Rewrite part of the material below as a Markdown table with the columns Row and Line, giving each line a row number and skipping blank lines. Cover only the stretch beginning with the line containing "Box each doorway arch you see." and continuing through the line containing "[37,23,98,40]", both included.

§ **RECORDS SUPPLIED**
= = = = =

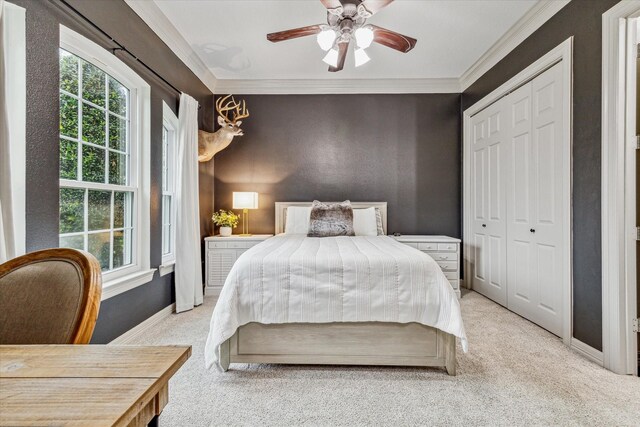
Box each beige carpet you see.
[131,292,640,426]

= = = = =

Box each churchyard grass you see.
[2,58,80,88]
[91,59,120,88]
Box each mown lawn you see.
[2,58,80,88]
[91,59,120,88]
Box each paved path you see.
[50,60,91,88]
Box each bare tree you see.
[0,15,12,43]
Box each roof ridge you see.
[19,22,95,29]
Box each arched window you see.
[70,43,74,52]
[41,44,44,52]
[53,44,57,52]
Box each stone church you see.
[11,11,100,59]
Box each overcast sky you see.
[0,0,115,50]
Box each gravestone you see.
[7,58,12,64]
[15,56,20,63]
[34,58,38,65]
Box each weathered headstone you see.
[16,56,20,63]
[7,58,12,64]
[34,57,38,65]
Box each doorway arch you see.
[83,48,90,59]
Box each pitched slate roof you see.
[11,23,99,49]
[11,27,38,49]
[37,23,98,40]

= = = = =

§ **SOLUTION FOR THIS EXERCISE**
| Row | Line |
|---|---|
| 1 | Box each doorway arch you see. |
| 2 | [83,48,90,59] |
| 3 | Box each pitched slate roof you see. |
| 4 | [11,23,99,49] |
| 5 | [11,27,38,49] |
| 6 | [37,23,98,40] |